*The problem*.
Throughout all of the data below, rename "query" to "prompt" and repeat the lines with everything else unchanged.

*Task inputs*.
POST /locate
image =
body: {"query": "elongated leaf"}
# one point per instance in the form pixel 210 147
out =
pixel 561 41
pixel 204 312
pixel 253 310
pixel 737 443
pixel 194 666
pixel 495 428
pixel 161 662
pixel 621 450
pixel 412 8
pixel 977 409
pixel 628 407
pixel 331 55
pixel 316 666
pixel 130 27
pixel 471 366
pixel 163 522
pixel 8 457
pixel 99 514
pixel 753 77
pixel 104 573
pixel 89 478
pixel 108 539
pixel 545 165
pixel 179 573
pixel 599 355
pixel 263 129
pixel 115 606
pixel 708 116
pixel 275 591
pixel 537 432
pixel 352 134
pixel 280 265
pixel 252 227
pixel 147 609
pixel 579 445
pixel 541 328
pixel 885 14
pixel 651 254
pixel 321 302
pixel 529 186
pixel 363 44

*Written response*.
POST /locate
image =
body: {"prompt": "elongated leaf"}
# one point per instance in the form pixel 210 147
out =
pixel 561 41
pixel 204 312
pixel 253 310
pixel 737 443
pixel 194 666
pixel 495 428
pixel 161 662
pixel 621 450
pixel 412 8
pixel 977 409
pixel 628 407
pixel 331 55
pixel 316 666
pixel 130 27
pixel 471 366
pixel 163 522
pixel 8 457
pixel 99 514
pixel 753 77
pixel 104 573
pixel 89 478
pixel 108 539
pixel 545 165
pixel 179 573
pixel 599 355
pixel 263 129
pixel 115 606
pixel 708 116
pixel 275 591
pixel 537 432
pixel 352 134
pixel 280 265
pixel 252 227
pixel 147 609
pixel 579 445
pixel 541 328
pixel 885 14
pixel 651 254
pixel 321 302
pixel 529 186
pixel 363 44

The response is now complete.